Tarefas a realizar:
1. Copie sem alterações um trecho do texto sobre religião e missões: comece nas palavras "Da articulação do" e pare logo após "na América colonial?".
2. Responda com base no texto sobre religião e missões:
(a) Quem demonstrou que os próprios índios apresentaram a religião como um benefício trazido pelos espanhóis?
(b) Para qual caso Maria Regina Celestino de Almeida analisou a construção dos significados dos aldeamentos?
(c) Com quais missionários dialogavam as lideranças indígenas na experiência da França equinocial?

Texto para leitura:
((

A religião adquiriu diversos significados na história dos contatos: poderia ser utilizada como uma estratégia de convencimento pelos europeus de diferentes confissões e que acabavam envolvendo os índios nas suas disputas religiosas e territoriais.10 Foi ainda apresentada pelos próprios índios como um benefício trazido pelos espanhóis, em uma estratégia por meio da qual eles enfatizavam a conversão, em detrimento da conquista militar, para marcar o seu ingresso no mundo colonial, como demonstrou Serge Gruzinski.11 De uma maneira geral, pode-se pensar que os significados dos aldeamentos foram construídos e negociados pela população nativa, como analisou Maria Regina Celestino de Almeida para o caso do Rio de Janeiro.12 O contrário, porém, também ocorreu: em revoltas indígenas contra a sociedade colonial, o catolicismo foi apresentado como um símbolo da dominação ibérica.13

Assim, ao considerar a negociação como um elemento indissociável da experiência missionária, os estudos demonstram como a religiosidade surgida nesses espaços estava muito além de uma mera imposição do catolicismo: vinculava-se, necessariamente, às percepções e aos quereres dos nativos.14 Tal aspecto foi desenvolvido neste dossiê por Charlotte de Castelnau-L’Estoile. A partir dos diálogos entre as lideranças indígenas e os capuchinos envolvidos na experiência da França equinocial no início do século XVII, a autora demonstra as negociações presentes nos contatos interétnicos. Problematizando as fontes produzidas pelos missionários, evidencia como elas foram fruto de um diálogo que tentava conciliar, com sucesso variado, os diversos interesses que moviam os sujeitos naquele contexto histórico.

Da articulação do catolicismo com o estabelecimento da sociedade colonial, também surgiram importantes trabalhos, cujas questões são fundamentais para a compreensão das relações de poder constituintes dos espaços missionários. Ainda que a utilização da religião como um elemento de hierarquização e de exclusão já estivesse presente em trabalhos que podem ser considerados clássicos sobre a evangelização, como o de Robert Ricard, a problemática tem favorecido abordagens instigantes e é ainda um campo propício para novos trabalhos.15 Afinal, qual foi o papel da religião na manutenção dos índios em condição subordinada aos ibéricos na América colonial?

))

Dados em análise:

((

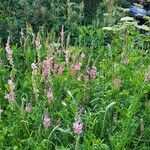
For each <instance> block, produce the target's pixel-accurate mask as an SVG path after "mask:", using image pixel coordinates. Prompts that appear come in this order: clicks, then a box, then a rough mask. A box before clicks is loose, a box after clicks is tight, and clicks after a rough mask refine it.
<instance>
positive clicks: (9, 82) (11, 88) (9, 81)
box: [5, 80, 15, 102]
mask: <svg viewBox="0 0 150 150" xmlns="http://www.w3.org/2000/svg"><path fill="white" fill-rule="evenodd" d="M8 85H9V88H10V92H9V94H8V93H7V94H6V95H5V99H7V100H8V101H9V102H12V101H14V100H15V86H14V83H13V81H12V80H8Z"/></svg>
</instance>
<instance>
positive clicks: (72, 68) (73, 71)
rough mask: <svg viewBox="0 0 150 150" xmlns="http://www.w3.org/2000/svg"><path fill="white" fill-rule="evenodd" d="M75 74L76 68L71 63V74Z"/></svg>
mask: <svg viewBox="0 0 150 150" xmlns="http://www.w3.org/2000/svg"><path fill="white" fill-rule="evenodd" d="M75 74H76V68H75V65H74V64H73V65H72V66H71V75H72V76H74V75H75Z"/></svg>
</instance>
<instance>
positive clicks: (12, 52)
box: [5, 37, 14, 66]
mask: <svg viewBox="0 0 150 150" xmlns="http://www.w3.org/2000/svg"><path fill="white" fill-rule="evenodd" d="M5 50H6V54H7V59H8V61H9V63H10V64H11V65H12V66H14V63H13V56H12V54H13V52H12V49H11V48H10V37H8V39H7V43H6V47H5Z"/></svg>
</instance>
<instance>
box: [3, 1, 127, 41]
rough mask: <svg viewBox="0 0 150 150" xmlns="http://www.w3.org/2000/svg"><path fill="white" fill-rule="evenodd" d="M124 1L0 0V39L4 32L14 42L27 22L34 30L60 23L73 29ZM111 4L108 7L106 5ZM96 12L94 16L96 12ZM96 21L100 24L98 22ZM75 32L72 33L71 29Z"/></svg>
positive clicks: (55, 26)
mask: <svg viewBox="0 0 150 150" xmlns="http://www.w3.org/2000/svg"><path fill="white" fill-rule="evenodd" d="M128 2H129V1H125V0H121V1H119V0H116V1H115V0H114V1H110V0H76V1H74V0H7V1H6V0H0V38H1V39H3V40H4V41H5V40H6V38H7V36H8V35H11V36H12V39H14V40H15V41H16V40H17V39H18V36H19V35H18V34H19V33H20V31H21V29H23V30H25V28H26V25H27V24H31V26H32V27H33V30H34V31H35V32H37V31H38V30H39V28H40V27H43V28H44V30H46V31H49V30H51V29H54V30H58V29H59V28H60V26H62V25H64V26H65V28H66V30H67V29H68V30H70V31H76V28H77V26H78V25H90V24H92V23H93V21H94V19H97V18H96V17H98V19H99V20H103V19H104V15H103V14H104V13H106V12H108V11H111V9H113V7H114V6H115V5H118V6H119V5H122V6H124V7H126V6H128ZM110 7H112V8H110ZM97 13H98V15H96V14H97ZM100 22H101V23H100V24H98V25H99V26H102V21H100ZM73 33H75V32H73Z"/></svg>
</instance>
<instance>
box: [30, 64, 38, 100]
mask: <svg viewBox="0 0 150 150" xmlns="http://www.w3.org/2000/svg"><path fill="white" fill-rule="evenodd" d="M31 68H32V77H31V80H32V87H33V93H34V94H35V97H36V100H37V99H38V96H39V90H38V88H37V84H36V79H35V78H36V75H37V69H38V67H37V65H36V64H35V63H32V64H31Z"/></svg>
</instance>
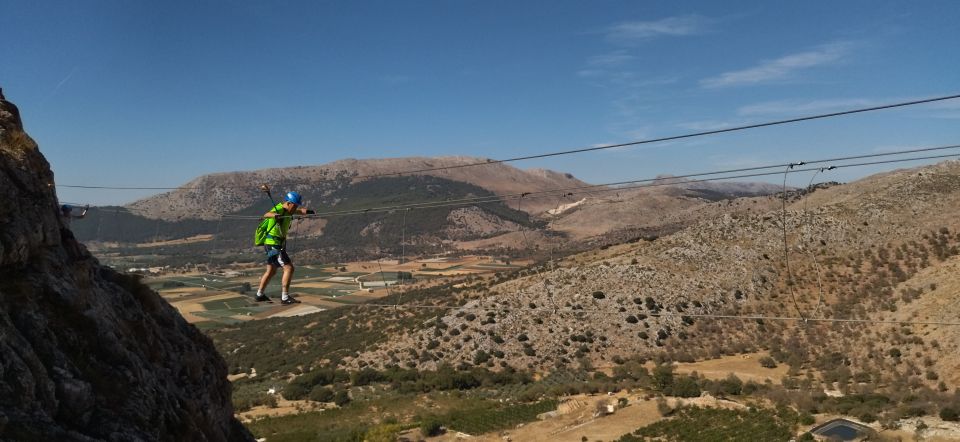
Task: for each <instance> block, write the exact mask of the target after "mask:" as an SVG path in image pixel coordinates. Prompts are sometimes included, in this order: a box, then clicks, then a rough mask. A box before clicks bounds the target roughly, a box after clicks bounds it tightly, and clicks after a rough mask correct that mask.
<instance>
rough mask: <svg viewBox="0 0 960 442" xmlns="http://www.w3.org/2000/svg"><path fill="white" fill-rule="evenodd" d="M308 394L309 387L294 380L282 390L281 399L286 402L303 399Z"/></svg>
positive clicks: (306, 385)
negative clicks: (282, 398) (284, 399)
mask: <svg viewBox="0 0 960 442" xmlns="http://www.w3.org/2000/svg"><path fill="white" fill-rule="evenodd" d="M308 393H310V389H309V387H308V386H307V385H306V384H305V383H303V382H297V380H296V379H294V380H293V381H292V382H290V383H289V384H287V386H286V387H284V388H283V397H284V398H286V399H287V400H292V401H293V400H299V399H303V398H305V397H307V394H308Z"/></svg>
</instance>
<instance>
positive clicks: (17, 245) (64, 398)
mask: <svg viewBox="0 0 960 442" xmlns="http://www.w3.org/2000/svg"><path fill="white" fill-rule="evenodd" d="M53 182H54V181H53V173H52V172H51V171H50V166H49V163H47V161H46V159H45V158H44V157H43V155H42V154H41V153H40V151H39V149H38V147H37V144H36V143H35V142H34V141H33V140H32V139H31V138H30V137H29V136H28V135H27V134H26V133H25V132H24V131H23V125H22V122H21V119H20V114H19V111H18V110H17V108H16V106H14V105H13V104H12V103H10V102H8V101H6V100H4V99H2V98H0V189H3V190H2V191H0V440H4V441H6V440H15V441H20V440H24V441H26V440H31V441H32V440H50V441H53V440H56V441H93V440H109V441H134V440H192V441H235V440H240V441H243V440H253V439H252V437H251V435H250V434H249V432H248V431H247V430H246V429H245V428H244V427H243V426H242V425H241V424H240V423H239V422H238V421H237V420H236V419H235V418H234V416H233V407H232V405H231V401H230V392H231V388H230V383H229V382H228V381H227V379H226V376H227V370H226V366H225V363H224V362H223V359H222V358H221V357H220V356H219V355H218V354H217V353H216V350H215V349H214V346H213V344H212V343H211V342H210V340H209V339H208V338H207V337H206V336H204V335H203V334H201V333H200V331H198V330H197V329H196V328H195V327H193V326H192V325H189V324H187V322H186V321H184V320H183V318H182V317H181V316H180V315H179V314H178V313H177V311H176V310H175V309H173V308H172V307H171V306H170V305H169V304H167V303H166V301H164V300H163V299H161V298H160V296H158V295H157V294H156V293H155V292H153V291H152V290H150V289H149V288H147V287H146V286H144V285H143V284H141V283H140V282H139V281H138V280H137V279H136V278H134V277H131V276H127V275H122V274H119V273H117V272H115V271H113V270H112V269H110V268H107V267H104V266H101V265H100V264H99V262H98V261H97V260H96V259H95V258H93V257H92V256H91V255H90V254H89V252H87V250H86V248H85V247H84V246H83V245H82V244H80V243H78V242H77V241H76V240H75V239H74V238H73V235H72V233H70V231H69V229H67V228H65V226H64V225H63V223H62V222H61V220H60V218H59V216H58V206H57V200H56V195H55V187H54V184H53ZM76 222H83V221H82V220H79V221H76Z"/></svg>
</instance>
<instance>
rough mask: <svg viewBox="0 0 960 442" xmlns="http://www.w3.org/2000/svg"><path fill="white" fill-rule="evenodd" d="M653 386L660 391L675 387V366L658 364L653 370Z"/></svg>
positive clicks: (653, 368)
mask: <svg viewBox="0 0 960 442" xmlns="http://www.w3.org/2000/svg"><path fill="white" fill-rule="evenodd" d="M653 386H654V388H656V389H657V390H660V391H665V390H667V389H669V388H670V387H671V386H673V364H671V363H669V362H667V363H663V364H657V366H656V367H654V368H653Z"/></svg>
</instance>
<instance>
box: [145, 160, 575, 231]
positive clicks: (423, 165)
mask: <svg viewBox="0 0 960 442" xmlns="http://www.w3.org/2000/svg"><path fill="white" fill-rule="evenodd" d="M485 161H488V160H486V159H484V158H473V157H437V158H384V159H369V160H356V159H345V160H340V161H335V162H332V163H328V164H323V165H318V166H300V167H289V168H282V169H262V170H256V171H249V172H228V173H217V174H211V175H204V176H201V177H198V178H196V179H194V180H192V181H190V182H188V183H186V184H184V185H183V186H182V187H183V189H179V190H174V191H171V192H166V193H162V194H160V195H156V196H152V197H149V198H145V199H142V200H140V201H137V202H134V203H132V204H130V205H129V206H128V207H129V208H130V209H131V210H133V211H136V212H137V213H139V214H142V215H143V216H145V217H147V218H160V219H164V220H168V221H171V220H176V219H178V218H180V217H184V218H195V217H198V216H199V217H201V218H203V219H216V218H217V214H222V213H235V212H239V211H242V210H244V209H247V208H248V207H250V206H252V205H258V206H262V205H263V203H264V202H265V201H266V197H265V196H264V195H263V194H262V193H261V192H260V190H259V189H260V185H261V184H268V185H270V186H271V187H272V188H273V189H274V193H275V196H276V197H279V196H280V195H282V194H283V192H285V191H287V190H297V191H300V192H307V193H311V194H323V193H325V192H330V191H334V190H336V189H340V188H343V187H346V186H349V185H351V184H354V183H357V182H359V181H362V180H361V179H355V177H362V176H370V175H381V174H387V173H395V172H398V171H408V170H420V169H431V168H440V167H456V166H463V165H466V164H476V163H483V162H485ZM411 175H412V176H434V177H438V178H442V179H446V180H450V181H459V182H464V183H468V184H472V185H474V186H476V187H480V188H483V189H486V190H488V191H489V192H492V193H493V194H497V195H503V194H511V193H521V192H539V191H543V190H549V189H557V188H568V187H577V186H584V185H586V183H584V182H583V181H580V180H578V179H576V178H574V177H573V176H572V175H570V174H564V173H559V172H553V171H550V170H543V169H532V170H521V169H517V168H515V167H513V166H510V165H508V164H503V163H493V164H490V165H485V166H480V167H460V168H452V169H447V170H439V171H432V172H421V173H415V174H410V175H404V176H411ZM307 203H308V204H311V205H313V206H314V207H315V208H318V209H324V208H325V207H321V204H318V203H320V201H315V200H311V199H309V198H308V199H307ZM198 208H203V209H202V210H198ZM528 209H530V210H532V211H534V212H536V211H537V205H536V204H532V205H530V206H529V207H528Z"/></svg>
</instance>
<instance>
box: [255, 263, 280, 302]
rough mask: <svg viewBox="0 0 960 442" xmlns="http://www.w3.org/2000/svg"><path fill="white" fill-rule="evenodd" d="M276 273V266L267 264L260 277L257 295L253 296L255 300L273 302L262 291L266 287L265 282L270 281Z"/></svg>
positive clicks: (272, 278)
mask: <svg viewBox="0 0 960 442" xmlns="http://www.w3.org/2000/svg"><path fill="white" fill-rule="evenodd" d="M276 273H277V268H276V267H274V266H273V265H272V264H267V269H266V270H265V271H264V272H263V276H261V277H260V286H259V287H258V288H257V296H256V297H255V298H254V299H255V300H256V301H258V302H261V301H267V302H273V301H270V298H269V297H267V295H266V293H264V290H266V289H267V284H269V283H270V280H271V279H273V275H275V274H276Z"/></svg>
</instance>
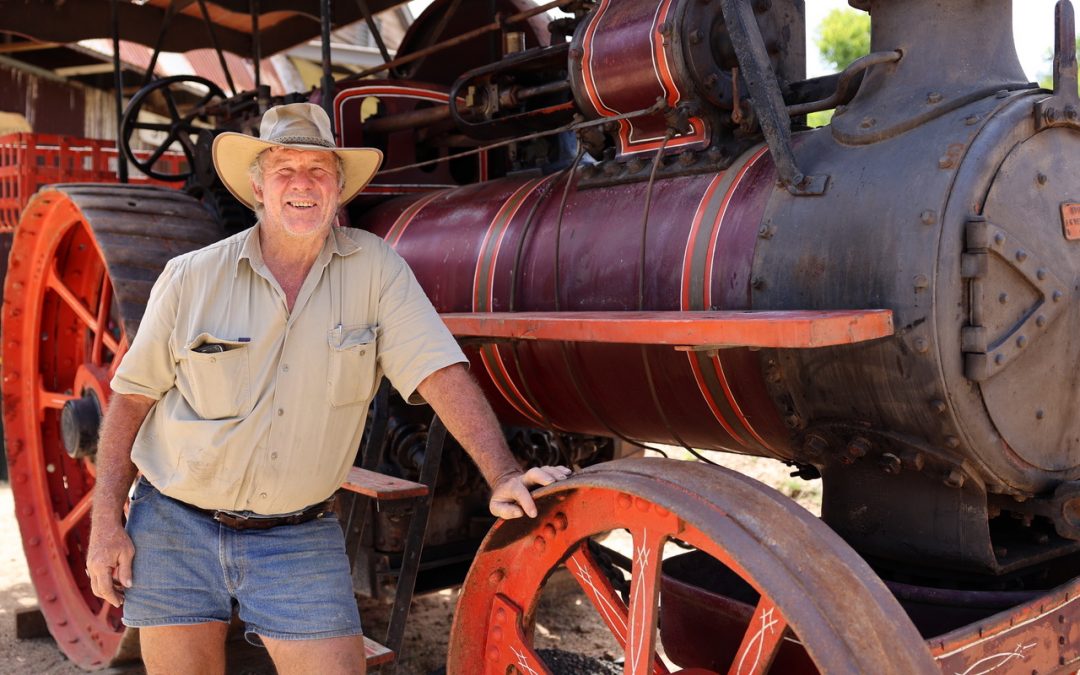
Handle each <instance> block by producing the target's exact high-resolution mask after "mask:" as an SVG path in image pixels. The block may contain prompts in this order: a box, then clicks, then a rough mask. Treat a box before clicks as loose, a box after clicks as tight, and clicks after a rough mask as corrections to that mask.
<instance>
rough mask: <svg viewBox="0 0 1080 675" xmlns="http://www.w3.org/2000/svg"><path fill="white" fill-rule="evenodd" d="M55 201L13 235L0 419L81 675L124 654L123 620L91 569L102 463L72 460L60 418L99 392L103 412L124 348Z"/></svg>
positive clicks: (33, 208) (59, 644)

))

Resultados por tarefa:
1.
Da articulação do catolicismo com o estabelecimento da sociedade colonial, também surgiram importantes trabalhos, cujas questões são fundamentais para a compreensão das relações de poder constituintes dos espaços missionários. Ainda que a utilização da religião como um elemento de hierarquização e de exclusão já estivesse presente em trabalhos que podem ser considerados clássicos sobre a evangelização, como o de Robert Ricard, a problemática tem favorecido abordagens instigantes e é ainda um campo propício para novos trabalhos.15 Afinal, qual foi o papel da religião na manutenção dos índios em condição subordinada aos ibéricos na América colonial?

2.
(a) Serge Gruzinski.
(b) O do Rio de Janeiro.
(c) Com os capuchinos.